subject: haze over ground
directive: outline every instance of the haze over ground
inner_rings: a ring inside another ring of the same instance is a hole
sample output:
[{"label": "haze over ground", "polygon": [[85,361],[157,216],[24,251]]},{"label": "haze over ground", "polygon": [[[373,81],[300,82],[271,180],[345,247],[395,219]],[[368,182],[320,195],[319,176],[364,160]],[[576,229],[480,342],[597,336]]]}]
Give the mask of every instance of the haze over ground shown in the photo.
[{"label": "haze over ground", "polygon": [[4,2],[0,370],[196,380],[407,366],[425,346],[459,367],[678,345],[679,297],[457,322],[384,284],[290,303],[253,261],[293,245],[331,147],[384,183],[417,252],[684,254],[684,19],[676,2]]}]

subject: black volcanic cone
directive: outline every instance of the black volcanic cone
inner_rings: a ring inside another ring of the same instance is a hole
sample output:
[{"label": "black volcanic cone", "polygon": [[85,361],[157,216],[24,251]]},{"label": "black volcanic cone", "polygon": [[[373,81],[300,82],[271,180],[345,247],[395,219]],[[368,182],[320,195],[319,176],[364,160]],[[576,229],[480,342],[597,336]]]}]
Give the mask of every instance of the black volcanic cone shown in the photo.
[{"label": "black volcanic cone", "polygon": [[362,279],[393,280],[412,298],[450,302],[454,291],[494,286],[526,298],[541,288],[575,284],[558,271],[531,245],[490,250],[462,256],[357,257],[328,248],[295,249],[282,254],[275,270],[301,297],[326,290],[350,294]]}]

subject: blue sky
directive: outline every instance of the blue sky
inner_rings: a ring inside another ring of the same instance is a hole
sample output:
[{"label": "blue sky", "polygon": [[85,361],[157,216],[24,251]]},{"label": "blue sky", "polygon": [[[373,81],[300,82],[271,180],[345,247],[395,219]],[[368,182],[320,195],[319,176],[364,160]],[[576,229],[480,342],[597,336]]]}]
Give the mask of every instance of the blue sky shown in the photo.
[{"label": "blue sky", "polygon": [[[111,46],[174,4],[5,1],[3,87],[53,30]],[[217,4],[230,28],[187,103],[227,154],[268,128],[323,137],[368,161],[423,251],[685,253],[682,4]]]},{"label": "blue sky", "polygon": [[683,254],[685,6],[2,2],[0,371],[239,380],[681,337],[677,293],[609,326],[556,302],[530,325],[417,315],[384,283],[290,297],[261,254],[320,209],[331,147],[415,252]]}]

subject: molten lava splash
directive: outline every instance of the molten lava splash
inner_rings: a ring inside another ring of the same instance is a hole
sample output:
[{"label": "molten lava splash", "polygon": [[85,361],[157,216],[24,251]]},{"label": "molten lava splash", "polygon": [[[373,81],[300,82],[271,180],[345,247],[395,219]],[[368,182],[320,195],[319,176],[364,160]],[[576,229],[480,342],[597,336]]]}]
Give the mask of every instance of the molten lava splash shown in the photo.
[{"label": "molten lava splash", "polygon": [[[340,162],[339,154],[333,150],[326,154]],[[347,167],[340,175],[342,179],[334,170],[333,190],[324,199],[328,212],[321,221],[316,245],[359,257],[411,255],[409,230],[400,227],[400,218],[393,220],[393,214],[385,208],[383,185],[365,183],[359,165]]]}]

SET PROBLEM: Could you echo back, word for word, the lines from the one containing "subject: molten lava splash" up to and including the final line of the items?

SOLUTION FOR THIS PROBLEM:
subject: molten lava splash
directive: outline every instance of the molten lava splash
inner_rings: a ring inside another ring of the same instance is a hole
sample output:
[{"label": "molten lava splash", "polygon": [[85,361],[157,216],[24,251]]},{"label": "molten lava splash", "polygon": [[[373,81],[300,82],[271,180],[345,247],[395,219]],[[368,182],[320,195],[319,176],[364,160]],[[576,229],[480,342],[597,336]]]}]
Give the mask of every instance of the molten lava splash shown in the photo.
[{"label": "molten lava splash", "polygon": [[[340,162],[339,154],[333,150],[326,154]],[[347,167],[340,175],[342,179],[334,170],[333,190],[324,199],[328,212],[321,221],[316,245],[359,257],[411,255],[409,230],[400,227],[400,218],[393,220],[393,214],[385,208],[383,185],[365,183],[359,165]]]}]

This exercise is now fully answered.